>>
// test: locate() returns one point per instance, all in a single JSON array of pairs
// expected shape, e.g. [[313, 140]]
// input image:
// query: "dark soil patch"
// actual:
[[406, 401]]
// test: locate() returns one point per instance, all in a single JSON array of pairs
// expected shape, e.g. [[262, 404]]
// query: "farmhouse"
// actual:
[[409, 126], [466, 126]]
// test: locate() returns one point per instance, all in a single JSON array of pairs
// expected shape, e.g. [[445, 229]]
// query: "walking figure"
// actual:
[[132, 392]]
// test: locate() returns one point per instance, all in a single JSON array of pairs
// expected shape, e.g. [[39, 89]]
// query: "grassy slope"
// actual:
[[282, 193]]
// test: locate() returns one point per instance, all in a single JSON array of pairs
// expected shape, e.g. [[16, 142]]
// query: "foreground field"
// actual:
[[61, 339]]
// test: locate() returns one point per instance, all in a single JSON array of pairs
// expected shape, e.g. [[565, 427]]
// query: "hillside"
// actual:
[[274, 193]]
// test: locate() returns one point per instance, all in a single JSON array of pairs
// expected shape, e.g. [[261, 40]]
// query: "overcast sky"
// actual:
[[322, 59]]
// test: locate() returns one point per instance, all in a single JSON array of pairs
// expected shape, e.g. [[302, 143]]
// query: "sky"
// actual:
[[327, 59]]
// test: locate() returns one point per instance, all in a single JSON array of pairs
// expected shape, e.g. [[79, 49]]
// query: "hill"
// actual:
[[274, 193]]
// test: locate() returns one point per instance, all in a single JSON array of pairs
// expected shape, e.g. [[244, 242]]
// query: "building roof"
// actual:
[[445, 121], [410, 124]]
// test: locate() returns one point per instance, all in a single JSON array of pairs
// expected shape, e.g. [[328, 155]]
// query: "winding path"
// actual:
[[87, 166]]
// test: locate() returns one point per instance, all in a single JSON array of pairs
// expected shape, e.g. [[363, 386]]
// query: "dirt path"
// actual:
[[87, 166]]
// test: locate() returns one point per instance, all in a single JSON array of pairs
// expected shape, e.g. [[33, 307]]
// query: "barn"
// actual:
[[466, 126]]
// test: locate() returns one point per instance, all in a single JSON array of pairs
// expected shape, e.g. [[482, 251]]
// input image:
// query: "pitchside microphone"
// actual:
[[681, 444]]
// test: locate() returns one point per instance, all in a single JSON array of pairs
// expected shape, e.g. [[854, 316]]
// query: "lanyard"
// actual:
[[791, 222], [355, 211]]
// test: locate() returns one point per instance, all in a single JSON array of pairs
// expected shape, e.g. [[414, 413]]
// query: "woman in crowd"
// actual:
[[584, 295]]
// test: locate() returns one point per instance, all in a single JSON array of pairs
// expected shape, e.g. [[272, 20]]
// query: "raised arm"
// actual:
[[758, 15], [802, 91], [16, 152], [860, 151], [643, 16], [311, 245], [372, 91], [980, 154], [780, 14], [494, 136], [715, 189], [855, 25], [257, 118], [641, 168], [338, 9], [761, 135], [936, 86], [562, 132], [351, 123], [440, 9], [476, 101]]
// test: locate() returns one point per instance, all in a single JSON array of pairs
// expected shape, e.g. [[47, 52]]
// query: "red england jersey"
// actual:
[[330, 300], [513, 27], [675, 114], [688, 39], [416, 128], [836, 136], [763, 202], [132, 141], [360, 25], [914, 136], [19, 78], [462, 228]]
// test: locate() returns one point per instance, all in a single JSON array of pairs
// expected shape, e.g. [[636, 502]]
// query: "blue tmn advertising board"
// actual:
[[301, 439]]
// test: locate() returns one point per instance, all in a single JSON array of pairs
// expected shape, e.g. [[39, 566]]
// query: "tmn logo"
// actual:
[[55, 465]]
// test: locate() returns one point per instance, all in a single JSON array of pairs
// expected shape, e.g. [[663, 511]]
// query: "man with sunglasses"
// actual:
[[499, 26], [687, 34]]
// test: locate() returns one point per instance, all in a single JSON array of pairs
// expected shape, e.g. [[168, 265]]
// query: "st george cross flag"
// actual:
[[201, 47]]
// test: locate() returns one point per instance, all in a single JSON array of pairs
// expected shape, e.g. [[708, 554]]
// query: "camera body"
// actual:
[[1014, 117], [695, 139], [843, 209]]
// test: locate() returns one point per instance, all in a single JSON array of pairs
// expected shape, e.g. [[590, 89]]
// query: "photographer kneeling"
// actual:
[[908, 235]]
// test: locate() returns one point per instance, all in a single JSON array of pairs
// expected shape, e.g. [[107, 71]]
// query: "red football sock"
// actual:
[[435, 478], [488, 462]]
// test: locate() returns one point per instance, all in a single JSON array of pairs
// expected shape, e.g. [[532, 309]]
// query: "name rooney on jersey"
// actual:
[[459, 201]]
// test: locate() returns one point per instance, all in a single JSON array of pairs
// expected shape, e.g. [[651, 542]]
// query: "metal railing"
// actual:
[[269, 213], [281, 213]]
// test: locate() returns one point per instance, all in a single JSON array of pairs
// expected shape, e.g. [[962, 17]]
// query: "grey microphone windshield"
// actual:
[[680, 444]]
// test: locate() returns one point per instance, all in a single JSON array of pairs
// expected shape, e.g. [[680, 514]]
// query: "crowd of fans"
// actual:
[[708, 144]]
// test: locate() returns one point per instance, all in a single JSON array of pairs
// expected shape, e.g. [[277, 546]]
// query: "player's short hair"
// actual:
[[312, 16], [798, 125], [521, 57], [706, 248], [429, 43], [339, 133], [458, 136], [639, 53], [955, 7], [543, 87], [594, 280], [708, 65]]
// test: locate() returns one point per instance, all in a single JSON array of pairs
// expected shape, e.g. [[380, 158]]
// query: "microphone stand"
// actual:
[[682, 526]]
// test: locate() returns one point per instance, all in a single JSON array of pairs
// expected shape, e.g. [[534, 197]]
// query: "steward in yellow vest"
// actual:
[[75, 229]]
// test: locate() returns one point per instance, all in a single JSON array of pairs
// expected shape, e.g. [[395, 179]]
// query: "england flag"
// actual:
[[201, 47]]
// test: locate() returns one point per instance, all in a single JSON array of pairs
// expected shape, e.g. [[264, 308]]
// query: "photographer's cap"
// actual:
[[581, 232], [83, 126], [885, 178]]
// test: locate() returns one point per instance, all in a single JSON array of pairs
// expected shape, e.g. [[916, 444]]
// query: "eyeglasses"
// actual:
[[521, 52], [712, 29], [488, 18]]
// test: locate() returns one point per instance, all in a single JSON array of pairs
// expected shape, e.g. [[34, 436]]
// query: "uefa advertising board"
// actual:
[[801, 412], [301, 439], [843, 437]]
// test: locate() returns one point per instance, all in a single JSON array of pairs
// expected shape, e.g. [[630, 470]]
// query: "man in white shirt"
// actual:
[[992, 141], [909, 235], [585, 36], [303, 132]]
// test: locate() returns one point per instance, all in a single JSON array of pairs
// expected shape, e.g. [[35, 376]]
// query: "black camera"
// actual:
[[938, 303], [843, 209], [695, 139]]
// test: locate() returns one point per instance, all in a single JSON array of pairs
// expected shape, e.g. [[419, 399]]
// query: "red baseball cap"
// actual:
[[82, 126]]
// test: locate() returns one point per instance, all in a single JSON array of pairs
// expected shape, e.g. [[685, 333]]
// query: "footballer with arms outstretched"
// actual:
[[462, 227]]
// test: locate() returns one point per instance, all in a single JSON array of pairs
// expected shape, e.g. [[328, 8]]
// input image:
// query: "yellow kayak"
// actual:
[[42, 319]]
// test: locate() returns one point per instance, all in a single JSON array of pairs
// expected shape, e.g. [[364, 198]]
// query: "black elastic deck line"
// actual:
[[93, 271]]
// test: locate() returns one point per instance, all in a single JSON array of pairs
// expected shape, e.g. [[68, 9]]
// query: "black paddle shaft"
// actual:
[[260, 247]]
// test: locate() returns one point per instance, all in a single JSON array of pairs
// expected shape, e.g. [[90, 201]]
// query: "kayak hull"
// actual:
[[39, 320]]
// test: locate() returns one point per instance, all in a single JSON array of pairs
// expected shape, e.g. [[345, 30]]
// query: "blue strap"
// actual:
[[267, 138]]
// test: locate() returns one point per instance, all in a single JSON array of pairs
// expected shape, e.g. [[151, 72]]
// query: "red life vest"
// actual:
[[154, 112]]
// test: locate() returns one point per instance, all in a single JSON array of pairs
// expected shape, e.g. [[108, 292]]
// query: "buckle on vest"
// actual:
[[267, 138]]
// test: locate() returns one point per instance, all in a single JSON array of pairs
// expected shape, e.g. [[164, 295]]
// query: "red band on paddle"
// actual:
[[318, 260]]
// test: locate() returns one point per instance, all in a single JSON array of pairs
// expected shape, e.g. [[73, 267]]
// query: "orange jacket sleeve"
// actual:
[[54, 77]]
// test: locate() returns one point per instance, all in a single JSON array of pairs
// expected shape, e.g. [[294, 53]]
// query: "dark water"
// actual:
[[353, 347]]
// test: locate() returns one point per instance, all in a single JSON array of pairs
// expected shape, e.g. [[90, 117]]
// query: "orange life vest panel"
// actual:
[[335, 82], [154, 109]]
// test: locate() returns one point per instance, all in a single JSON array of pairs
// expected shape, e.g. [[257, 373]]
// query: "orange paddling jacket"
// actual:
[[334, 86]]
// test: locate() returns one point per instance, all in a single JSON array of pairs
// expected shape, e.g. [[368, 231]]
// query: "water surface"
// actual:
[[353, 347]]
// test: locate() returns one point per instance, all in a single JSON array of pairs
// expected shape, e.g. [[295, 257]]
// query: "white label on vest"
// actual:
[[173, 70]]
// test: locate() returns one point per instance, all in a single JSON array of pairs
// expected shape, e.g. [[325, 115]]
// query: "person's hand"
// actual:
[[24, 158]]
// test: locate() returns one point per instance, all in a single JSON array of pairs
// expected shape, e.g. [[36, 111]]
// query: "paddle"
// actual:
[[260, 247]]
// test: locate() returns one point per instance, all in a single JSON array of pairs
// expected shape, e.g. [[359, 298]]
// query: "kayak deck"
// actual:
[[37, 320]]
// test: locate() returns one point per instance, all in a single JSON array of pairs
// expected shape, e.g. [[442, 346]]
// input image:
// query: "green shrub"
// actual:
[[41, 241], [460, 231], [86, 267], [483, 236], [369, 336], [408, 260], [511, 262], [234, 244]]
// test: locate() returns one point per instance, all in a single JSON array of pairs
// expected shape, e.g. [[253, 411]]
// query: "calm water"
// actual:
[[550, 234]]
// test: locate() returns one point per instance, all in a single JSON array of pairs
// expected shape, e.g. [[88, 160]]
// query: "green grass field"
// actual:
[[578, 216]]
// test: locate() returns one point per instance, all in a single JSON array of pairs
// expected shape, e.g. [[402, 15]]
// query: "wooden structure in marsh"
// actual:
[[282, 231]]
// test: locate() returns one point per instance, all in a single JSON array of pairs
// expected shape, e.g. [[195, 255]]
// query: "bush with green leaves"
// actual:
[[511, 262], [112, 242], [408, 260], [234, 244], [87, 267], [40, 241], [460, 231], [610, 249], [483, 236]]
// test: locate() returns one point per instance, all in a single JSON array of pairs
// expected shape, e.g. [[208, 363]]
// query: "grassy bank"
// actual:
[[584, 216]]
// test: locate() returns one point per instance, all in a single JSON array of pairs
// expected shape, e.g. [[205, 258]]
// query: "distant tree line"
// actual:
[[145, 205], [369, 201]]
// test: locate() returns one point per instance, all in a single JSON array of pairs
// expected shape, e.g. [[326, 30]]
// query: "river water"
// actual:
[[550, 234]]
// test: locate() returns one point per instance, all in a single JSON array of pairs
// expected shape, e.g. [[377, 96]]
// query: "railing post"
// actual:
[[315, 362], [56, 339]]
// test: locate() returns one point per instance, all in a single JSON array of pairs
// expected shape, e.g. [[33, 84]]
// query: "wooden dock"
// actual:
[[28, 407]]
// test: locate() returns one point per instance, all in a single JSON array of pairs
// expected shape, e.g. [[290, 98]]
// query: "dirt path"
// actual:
<<
● **PROBLEM DETAILS**:
Return, from the data above, each line in which the string "england" appears.

● **RESULT OF THIS EXERCISE**:
// query: "red england jersey"
// query: "england flag"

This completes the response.